Work instructions
Extract each line of the records that contains the word "leaf", and copy every such line in full.
** START Available data **
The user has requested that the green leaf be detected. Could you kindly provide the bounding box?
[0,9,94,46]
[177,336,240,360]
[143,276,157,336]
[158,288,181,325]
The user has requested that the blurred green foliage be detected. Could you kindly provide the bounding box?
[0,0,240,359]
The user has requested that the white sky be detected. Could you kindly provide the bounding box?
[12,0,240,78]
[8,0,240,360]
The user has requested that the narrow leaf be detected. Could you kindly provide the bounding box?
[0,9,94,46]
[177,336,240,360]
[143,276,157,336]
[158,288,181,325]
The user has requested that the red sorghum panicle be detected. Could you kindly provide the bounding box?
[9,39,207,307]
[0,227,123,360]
** END Available data **
** START Available data **
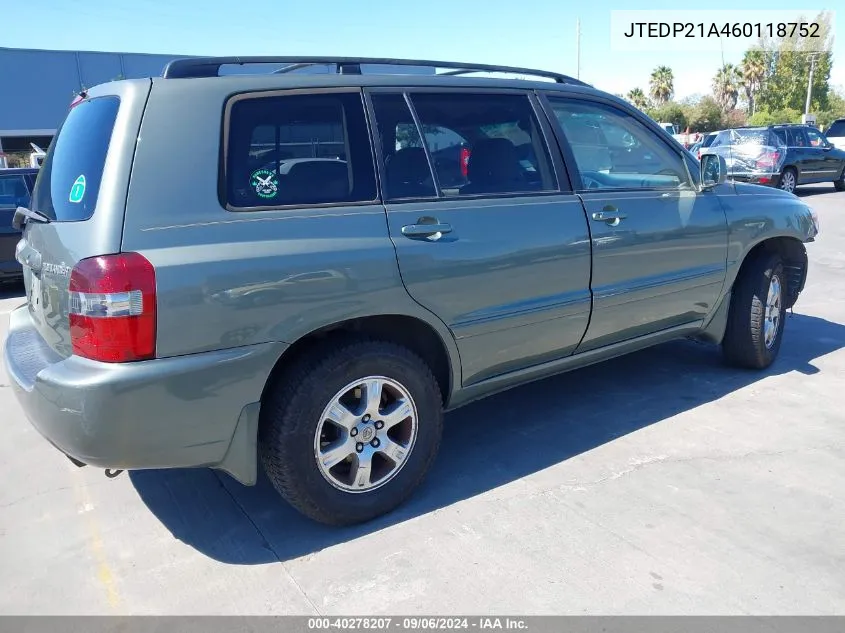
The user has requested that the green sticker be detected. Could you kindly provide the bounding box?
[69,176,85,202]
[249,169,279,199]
** END Available data **
Task result
The user has requested that the green leaf be detected. Could you kindly provide the bounding box?
The user has requested that the narrow leaf be detected. Could you kindly provide the bounding box?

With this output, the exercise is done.